─── Data for analysis ───

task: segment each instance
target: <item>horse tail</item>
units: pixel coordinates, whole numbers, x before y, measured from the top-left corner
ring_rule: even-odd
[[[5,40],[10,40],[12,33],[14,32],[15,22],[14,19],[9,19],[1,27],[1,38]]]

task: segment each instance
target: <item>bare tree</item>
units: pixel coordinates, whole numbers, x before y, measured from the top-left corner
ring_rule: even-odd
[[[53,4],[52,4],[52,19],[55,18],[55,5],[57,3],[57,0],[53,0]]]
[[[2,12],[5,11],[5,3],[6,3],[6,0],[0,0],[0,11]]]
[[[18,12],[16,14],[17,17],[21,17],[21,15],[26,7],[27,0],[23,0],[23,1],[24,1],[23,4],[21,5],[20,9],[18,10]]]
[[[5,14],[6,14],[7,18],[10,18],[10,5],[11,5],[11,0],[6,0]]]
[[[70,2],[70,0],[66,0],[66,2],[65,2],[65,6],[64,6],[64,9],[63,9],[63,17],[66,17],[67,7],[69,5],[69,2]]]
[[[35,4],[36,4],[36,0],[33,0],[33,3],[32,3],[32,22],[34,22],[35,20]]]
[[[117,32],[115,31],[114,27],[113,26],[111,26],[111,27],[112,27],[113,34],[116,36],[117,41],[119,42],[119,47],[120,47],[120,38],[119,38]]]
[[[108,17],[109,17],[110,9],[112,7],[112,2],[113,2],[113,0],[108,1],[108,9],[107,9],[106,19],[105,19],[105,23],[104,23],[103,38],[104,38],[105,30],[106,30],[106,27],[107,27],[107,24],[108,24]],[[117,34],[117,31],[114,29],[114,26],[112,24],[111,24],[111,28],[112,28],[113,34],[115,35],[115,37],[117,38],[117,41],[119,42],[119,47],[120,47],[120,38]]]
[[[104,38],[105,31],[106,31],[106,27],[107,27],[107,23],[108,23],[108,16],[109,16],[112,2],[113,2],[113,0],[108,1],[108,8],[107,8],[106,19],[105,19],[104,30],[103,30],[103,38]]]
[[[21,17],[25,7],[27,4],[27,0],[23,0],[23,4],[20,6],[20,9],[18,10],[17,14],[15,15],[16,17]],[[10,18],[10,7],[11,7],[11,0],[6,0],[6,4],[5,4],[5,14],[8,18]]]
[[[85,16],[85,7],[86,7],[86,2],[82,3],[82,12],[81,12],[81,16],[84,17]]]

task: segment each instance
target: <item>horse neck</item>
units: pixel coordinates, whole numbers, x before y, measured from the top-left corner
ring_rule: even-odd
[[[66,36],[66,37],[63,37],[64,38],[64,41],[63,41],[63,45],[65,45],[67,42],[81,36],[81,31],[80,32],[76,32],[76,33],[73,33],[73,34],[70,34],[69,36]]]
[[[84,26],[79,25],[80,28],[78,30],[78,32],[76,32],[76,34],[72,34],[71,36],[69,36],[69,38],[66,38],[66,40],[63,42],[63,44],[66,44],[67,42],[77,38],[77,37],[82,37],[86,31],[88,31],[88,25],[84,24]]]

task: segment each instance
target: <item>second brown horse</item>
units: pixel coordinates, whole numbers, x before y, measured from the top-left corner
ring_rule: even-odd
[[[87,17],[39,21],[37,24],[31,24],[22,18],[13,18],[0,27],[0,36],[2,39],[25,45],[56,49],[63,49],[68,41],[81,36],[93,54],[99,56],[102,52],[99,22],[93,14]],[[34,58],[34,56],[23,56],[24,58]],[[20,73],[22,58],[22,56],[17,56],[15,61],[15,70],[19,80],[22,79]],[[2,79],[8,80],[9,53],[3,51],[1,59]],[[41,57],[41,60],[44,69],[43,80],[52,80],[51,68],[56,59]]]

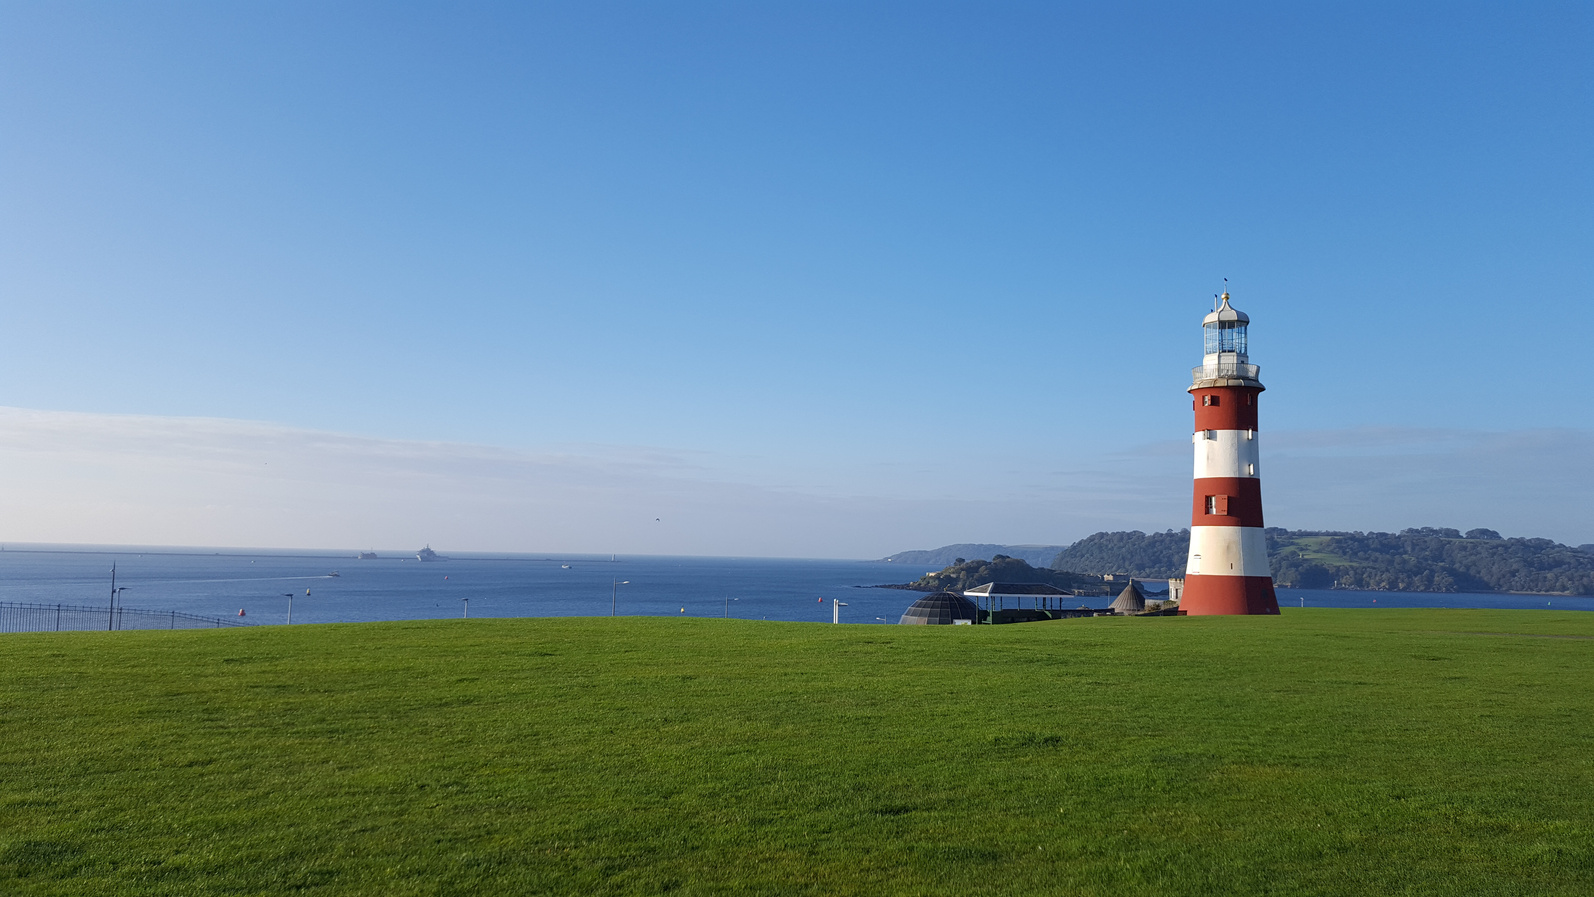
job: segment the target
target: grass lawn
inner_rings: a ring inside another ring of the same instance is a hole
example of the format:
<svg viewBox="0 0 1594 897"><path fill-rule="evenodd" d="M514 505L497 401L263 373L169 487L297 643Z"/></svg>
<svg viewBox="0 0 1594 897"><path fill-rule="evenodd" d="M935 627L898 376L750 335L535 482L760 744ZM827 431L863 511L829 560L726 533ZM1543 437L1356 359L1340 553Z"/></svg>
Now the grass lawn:
<svg viewBox="0 0 1594 897"><path fill-rule="evenodd" d="M1594 614L0 636L0 894L1594 893Z"/></svg>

───

__Your task__
The reply has to reproduce every line above verbatim and contain no pictures.

__Reply__
task: segment each instance
target: <item>horse tail</item>
units: pixel coordinates, whole numbers, x before y, measured from the top-left corner
ring_rule: even-odd
[[[5,40],[10,40],[12,33],[14,32],[15,22],[14,19],[9,19],[1,27],[1,38]]]

task: segment each instance
target: <item>bare tree</item>
units: pixel coordinates, whole numbers, x before y, measured from the top-left corner
ring_rule: even-odd
[[[53,4],[52,4],[52,19],[55,18],[55,5],[57,3],[57,0],[53,0]]]
[[[2,12],[5,11],[5,3],[6,3],[6,0],[0,0],[0,11]]]
[[[18,12],[16,14],[17,17],[21,17],[21,15],[26,7],[27,0],[23,0],[23,1],[24,1],[23,4],[21,5],[20,9],[18,10]]]
[[[5,14],[6,14],[7,18],[10,18],[10,5],[11,5],[11,0],[6,0]]]
[[[70,2],[70,0],[66,0],[66,2],[65,2],[65,6],[64,6],[64,9],[63,9],[63,17],[66,17],[67,7],[69,5],[69,2]]]
[[[35,4],[36,4],[36,0],[33,0],[33,3],[32,3],[32,22],[34,22],[35,20]]]
[[[117,32],[115,31],[114,27],[113,26],[111,26],[111,27],[112,27],[113,34],[116,36],[117,41],[119,42],[119,47],[120,47],[120,38],[119,38]]]
[[[108,17],[109,17],[110,9],[112,7],[112,2],[113,2],[113,0],[108,1],[108,9],[107,9],[106,19],[105,19],[105,23],[104,23],[103,38],[104,38],[105,30],[106,30],[106,27],[107,27],[107,24],[108,24]],[[117,34],[117,31],[114,29],[114,26],[112,24],[111,24],[111,28],[112,28],[113,34],[115,35],[115,37],[117,38],[117,41],[119,42],[119,47],[120,47],[120,38]]]
[[[104,38],[105,31],[106,31],[106,27],[107,27],[107,23],[108,23],[108,16],[109,16],[112,2],[113,2],[113,0],[108,1],[108,8],[107,8],[106,19],[105,19],[104,30],[103,30],[103,38]]]
[[[21,17],[25,7],[27,4],[27,0],[23,0],[23,4],[20,6],[20,9],[18,10],[17,14],[15,15],[16,17]],[[10,18],[10,7],[11,7],[11,0],[6,0],[6,4],[5,4],[5,14],[8,18]]]
[[[85,16],[85,7],[86,7],[86,2],[82,3],[82,12],[81,12],[81,16],[84,17]]]

task: segment each instance
target: <item>horse neck</item>
units: pixel coordinates, whole numbers, x before y, measured from the top-left corner
ring_rule: even-odd
[[[66,36],[66,37],[63,37],[64,38],[64,41],[63,41],[63,45],[65,45],[67,42],[81,36],[81,31],[80,32],[76,32],[76,33],[73,33],[73,34],[70,34],[69,36]]]
[[[84,26],[79,25],[80,28],[78,30],[78,32],[76,32],[76,34],[72,34],[71,36],[69,36],[69,38],[66,38],[66,40],[63,42],[63,44],[66,44],[67,42],[77,38],[77,37],[82,37],[86,31],[88,31],[88,25],[84,24]]]

task: segment each instance
target: <item>second brown horse</item>
units: pixel coordinates, whole numbers, x before y, measured from the top-left corner
ring_rule: even-odd
[[[87,17],[39,21],[37,24],[31,24],[22,18],[13,18],[0,27],[0,36],[2,39],[25,45],[56,49],[63,49],[68,41],[81,36],[93,54],[99,56],[102,52],[99,22],[93,14]],[[34,58],[34,56],[23,56],[24,58]],[[20,73],[22,58],[22,56],[17,56],[15,61],[15,70],[19,80],[22,79]],[[2,79],[8,80],[9,53],[3,51],[1,59]],[[41,57],[41,60],[44,69],[43,80],[52,80],[51,68],[56,59]]]

job: segment the target
target: grass lawn
inner_rings: a ring inside another ring of the same instance is a hole
example of the format:
<svg viewBox="0 0 1594 897"><path fill-rule="evenodd" d="M514 505L497 401L263 373L169 487L297 643Z"/></svg>
<svg viewBox="0 0 1594 897"><path fill-rule="evenodd" d="M935 627L898 376L750 335L535 482L760 744ZM827 431L863 511L829 560L726 533ZM1543 437L1356 359L1340 553Z"/></svg>
Now the grass lawn:
<svg viewBox="0 0 1594 897"><path fill-rule="evenodd" d="M1594 614L0 636L0 894L1594 893Z"/></svg>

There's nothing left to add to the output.